START SUPPLIED PASSAGE
A few years ago those in the central government in Abuja will tell you that the fear of the due process mechanism is the beginning of wisdom. The policy was like the import license policy carried out by the then Ministry of Trade which began during the era of General Murtala Muhammed/General Olusegun Obasanjo. The due process mechanism was as crucial as the import license policy. While being implemented many were concluding at that time that the era of accountability in government has at last arrived. But now we hear less about the due process mechanism and its implementation.
Due Process is a mechanism for ensuring strict compliance with openness, competition and cost accuracy rules and procedures that should guide contract award within the Federal Government of Nigeria.
It has become the popularly adopted short term for the Budget Monitoring and Price Intelligence Unit (BMPIU) which is the unit tasked with implementing Nigeria’s Public Procurement Reform Programme. The BMPIU was established by President Olusegun Obasanjo in 2001 in fulfilment of tenacious commitment to ensuring transparency and accountability in the management of Nigeria’s public resources.
The unit was then headed by Dr. Obiageli Katryn Ezekwesili (56) popularly known as Oby Ezekwesili. Dr. Ezekwesili came into the government as special assistant projects under President Obasanjo. Unlike Bodunde Adeyanju, Andy Uba, Handei Okoli, Tunde Olusule or Dr. Doyin Okupe, Dr. Ezekwesili was not a pioneer staff of President Olusegun Obasanjo in 1999, she came in 2000. Unlike most pioneer staff in 1999, Dr. Ezekwesili from Anambra state has known General Obasanjo as far back as 1991 while she was working in the Centre for International Development, Harvard University. She used to attend many activities of the African Leadership Forum in Ota Ogun state as far back as 1991. Her contributions to lectures and seminars at the African Leadership Forum were outstanding then. That was before General Obasanjo was sent to prison by General Sanni Abacha.
Before 1999 only few people had worked under General Olusegun Obasanjo who later worked under President Obasanjo in the VILLA in Abuja. They are Major General Abdullahi Muhammed, the military Governor of Benue/Plateau state in 1975, who became Chief of Staff to President Obasanjo, Chief Phillip Asiodu, who served as Permanent Secretary under General Obasanjo and later became Chief Economic Adviser to President Obasanjo, Mr. Bodunde Adeyanju from Ado-Ekiti who worked in the African Leadership Forum since 1994 and later became Personal assistant (domestic) to President Obasanjo, Taiwo Ojo, who first joined the African leadership Forum right from high school in 1991 until he had his master’s degree in 1997 and later became a trusted Private Secretary under President Obasanjo and Dr. Ezekwesili. Ambassador A.O. Esan, Gbolade Osinowo and Chief (Mrs) J.O. Ayo should be mentioned also.
END SUPPLIED PASSAGE
Reproduce the part of the passage on Nigeria's due process mechanism that begins at the words "It has become" and ends after the words "Nigeria’s public resources.".
START INFORMATION SUPPLIED
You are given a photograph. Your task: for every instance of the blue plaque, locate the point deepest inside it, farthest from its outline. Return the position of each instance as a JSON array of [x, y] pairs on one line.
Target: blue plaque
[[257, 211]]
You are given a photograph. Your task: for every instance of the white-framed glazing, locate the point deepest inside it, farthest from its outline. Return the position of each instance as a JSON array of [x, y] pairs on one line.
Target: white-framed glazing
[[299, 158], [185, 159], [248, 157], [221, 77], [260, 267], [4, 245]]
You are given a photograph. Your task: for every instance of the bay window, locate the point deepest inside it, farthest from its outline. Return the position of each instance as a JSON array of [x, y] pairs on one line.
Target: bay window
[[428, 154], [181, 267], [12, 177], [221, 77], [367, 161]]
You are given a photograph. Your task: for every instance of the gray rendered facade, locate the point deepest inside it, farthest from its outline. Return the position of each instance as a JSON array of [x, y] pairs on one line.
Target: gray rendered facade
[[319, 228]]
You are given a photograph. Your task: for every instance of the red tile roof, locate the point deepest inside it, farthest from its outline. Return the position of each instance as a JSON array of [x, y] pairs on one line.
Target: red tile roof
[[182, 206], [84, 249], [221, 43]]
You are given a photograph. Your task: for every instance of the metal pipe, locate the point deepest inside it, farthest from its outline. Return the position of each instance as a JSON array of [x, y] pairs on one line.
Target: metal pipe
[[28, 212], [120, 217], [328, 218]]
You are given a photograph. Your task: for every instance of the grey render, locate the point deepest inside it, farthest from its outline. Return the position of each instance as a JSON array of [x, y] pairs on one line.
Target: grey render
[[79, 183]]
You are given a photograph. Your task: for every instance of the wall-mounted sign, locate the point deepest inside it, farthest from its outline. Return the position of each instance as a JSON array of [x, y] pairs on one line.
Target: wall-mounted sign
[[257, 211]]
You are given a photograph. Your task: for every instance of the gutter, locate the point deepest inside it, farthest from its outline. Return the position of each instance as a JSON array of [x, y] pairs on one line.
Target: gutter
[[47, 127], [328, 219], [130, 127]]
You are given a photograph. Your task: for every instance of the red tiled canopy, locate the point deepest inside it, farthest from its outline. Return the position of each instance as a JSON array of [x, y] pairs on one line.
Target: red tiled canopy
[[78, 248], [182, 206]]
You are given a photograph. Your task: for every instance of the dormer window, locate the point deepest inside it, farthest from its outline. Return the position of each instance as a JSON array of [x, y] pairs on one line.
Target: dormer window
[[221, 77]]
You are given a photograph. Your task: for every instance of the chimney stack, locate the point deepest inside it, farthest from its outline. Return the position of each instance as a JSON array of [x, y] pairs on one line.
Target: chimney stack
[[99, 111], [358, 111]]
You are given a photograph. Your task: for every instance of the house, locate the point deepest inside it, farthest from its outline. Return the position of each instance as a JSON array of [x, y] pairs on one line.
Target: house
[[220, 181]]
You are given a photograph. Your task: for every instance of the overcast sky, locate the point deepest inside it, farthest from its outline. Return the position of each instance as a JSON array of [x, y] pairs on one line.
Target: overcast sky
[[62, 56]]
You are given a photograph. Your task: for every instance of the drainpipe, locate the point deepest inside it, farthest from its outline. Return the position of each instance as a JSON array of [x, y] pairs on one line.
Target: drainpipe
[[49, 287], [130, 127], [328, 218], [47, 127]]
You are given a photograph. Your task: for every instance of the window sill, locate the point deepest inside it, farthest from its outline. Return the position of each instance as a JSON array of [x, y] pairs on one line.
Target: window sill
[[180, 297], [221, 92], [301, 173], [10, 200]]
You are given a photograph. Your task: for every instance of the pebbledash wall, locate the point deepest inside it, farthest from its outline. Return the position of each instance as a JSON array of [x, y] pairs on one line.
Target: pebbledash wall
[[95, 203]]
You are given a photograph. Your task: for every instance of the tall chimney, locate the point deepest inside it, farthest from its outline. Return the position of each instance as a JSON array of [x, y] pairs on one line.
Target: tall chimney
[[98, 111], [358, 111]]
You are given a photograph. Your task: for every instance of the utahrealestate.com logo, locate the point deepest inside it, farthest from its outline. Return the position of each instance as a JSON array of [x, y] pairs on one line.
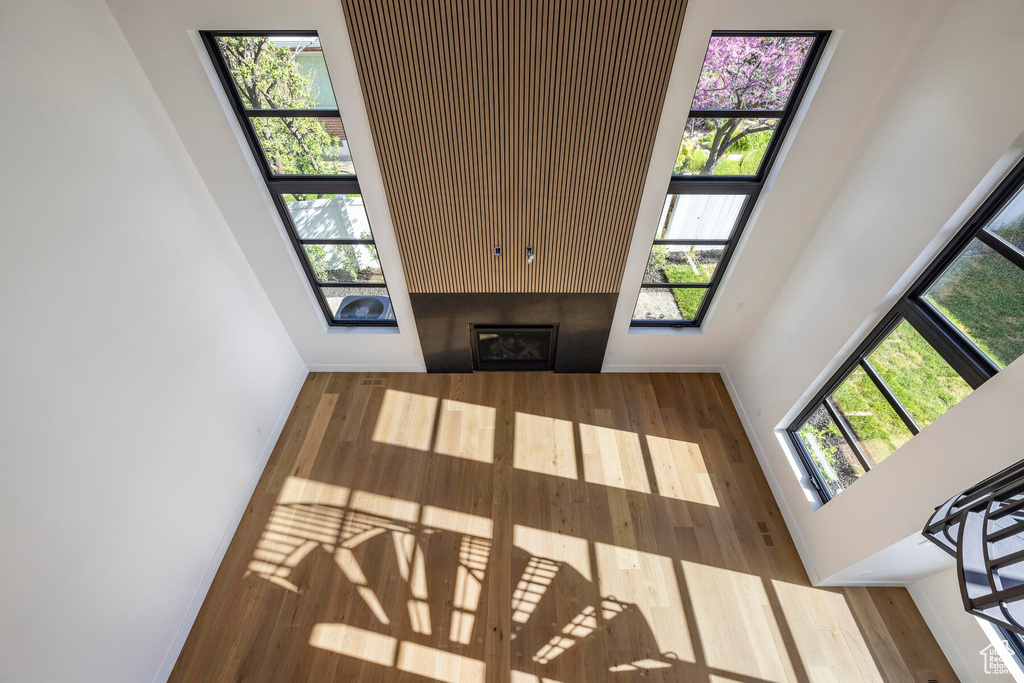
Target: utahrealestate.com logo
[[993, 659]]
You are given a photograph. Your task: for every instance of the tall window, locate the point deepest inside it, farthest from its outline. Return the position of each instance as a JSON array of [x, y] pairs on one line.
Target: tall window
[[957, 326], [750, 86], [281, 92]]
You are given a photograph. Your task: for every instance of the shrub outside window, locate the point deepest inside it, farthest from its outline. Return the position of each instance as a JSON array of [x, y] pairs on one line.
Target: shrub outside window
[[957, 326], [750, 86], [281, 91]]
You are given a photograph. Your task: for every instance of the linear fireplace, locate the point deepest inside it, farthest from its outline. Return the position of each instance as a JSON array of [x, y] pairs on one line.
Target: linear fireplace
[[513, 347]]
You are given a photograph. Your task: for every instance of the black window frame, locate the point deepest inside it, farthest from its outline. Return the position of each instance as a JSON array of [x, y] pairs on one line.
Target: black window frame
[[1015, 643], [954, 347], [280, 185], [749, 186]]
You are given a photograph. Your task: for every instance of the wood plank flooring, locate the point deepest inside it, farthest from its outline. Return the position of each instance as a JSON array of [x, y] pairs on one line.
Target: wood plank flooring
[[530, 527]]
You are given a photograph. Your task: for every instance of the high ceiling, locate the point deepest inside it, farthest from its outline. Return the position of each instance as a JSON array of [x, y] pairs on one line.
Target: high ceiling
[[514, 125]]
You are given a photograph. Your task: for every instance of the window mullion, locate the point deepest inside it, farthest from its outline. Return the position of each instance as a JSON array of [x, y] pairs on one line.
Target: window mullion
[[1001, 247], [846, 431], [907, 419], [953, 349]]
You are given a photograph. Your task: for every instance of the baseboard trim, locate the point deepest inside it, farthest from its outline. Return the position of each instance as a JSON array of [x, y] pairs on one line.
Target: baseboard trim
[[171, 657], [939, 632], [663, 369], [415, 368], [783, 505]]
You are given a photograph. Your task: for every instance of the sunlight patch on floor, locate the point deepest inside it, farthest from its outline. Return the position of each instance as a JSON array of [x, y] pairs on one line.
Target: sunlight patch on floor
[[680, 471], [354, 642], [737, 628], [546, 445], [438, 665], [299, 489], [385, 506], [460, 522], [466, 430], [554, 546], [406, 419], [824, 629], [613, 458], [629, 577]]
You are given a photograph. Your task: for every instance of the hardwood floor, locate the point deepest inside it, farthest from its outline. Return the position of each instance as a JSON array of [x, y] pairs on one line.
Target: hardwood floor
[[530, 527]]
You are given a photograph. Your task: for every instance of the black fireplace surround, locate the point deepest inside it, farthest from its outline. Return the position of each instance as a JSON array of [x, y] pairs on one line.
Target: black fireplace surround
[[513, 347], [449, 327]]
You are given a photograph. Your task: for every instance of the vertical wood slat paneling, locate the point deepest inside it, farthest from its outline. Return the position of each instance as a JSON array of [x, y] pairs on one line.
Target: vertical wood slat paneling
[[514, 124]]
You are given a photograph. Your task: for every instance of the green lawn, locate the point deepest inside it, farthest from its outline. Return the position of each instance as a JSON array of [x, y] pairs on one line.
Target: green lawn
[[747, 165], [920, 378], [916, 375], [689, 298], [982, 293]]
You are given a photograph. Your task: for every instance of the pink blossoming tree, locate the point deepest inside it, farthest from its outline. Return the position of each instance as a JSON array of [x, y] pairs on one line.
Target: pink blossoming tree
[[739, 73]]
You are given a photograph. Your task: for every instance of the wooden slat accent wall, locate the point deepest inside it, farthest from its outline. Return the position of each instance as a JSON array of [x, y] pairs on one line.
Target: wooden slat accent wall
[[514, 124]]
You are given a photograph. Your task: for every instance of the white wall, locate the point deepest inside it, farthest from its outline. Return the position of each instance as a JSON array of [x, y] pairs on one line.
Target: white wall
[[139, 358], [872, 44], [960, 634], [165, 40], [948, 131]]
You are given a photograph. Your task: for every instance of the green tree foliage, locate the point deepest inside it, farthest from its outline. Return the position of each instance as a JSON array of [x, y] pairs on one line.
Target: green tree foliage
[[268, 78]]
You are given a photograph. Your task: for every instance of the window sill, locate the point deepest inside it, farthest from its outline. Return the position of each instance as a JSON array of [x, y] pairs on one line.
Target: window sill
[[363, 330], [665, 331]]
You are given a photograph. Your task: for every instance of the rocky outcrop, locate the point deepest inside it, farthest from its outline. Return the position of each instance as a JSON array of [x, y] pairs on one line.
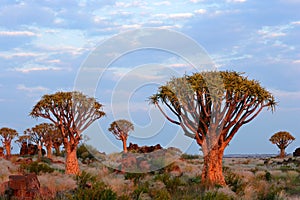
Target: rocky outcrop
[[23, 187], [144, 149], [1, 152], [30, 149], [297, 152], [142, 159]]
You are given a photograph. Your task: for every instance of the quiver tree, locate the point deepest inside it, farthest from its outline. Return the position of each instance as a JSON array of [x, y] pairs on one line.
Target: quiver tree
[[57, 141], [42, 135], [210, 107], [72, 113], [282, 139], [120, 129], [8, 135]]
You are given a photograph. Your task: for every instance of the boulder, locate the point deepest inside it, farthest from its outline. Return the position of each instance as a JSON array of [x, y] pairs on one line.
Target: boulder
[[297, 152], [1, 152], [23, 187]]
END INFORMATION SUPPLIED
START INFORMATION SUPPLIED
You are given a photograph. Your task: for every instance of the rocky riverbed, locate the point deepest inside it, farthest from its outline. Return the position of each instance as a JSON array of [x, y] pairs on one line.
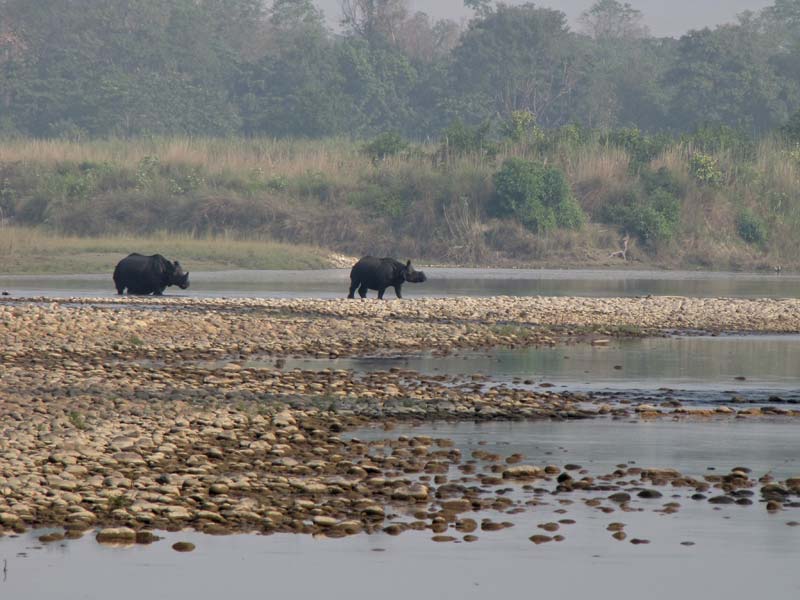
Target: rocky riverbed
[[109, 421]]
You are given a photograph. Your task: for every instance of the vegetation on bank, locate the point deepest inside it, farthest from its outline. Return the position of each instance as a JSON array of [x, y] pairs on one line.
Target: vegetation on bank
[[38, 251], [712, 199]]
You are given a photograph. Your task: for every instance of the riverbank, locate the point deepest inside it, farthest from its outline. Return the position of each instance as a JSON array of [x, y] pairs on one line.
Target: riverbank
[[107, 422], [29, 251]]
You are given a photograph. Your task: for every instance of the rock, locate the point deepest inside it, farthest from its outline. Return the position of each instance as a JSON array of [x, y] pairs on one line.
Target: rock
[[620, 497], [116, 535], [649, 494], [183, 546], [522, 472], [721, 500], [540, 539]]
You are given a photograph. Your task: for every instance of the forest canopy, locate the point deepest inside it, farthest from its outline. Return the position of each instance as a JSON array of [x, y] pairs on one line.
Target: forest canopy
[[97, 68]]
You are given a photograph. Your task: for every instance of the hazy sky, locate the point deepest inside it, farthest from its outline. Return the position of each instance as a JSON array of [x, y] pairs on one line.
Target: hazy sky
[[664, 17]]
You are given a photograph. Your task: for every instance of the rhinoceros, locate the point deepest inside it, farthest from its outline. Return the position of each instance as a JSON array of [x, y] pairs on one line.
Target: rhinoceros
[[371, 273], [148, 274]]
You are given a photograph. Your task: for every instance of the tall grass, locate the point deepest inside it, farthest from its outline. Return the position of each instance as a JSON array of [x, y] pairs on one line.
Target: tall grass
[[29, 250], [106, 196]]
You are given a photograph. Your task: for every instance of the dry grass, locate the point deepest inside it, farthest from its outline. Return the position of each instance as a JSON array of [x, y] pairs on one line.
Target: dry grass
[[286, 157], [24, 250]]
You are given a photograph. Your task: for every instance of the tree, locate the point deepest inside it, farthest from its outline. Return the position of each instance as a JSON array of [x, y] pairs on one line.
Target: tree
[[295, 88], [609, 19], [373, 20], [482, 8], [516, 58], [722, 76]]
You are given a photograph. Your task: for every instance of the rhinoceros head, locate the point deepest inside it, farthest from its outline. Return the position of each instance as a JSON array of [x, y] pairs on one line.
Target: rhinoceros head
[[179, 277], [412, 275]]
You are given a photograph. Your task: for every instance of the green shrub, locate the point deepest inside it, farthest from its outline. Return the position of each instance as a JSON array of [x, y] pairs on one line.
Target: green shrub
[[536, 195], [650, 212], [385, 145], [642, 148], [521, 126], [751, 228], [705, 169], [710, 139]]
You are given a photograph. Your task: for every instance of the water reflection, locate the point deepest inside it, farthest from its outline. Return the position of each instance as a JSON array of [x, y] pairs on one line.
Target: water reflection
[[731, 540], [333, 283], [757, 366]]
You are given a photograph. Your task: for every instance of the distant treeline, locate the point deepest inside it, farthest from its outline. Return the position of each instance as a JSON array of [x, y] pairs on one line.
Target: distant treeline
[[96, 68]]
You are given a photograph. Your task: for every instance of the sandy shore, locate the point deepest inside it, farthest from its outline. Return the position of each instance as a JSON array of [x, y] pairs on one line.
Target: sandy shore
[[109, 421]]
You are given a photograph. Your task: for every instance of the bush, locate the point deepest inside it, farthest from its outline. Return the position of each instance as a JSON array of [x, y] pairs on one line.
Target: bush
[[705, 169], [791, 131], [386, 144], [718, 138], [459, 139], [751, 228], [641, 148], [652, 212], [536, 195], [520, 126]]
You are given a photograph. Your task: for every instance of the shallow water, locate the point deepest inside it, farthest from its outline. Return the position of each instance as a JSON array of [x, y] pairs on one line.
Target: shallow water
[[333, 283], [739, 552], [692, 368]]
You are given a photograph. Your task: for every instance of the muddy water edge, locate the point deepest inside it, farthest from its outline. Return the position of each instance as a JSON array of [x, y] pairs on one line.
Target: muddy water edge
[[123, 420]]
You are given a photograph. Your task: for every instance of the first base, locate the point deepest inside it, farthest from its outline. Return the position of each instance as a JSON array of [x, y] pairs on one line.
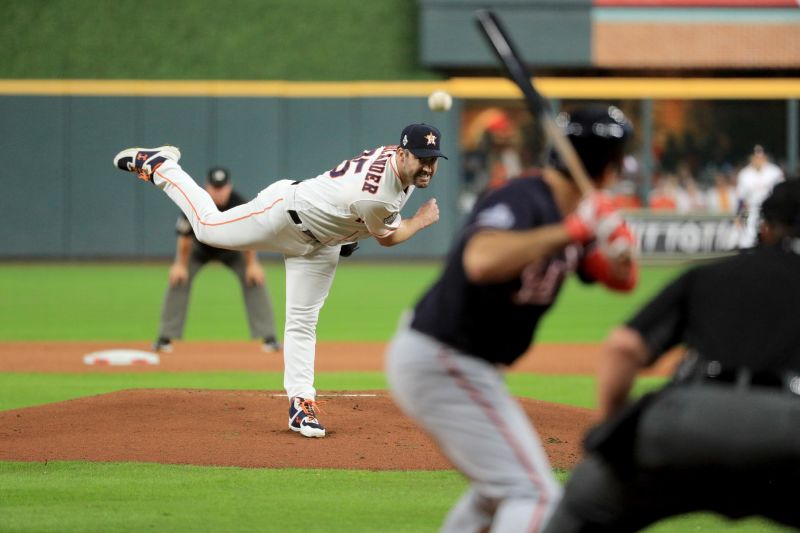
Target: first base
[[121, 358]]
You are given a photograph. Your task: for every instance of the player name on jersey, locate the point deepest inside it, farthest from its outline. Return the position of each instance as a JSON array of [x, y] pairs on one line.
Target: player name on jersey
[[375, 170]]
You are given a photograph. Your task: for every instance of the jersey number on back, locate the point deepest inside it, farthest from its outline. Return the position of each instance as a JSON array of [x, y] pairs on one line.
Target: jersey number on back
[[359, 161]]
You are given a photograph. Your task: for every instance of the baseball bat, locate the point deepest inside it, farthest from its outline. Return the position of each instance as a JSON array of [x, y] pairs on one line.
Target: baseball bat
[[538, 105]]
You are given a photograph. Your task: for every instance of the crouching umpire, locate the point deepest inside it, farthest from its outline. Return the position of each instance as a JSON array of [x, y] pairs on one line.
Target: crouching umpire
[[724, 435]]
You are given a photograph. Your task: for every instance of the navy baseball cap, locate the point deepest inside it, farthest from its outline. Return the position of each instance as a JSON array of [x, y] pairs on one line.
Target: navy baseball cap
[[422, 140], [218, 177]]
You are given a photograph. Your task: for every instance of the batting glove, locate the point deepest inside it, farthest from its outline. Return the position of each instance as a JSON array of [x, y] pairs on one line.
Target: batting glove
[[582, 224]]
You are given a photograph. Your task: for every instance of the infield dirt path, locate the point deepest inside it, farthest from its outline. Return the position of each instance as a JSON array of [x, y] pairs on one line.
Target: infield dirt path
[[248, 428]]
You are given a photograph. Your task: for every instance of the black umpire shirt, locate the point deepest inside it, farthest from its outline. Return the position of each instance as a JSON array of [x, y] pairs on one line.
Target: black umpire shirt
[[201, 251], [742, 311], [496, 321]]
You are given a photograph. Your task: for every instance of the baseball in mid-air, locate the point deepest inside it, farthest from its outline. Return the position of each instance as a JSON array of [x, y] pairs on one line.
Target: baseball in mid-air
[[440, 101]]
END INFORMATION SUPPLIED
START INFORMATION SUPPLIED
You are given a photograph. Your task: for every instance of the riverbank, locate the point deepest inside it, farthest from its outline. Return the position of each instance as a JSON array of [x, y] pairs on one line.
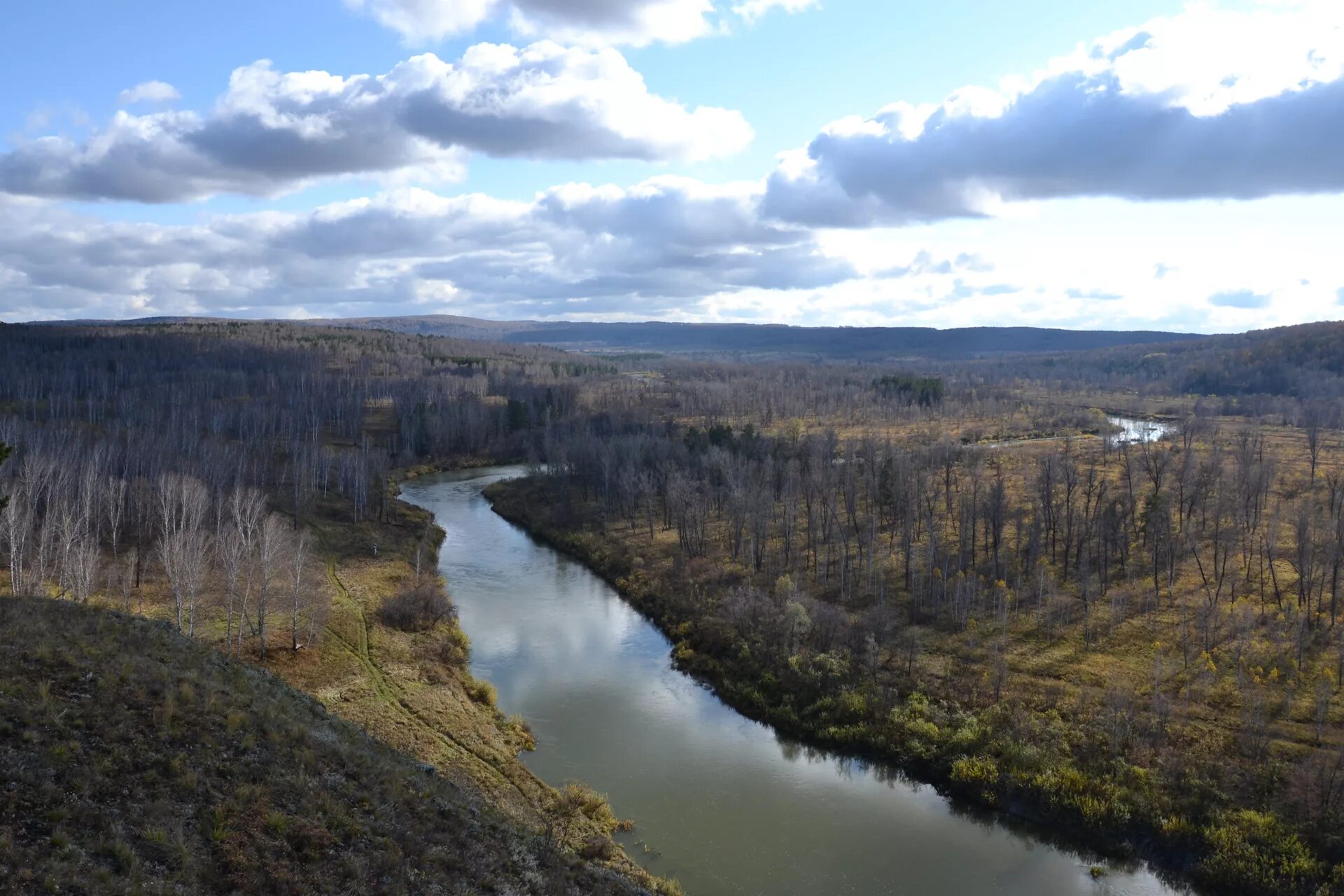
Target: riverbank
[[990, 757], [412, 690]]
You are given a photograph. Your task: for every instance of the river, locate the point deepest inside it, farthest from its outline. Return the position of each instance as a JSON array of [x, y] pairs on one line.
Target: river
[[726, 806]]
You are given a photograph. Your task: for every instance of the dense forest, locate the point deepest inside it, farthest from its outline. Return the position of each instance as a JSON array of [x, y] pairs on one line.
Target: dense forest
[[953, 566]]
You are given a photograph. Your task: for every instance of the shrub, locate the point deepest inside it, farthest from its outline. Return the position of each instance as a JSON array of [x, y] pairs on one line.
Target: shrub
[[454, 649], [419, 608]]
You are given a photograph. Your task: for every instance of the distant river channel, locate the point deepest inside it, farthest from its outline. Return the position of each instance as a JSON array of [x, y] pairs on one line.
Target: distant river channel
END INFORMATION SUPPLIED
» COMPLETED TASK:
It has become the popularly adopted short term for the Budget Monitoring and Price Intelligence Unit (BMPIU) which is the unit tasked with implementing Nigeria’s Public Procurement Reform Programme. The BMPIU was established by President Olusegun Obasanjo in 2001 in fulfilment of tenacious commitment to ensuring transparency and accountability in the management of Nigeria’s public resources.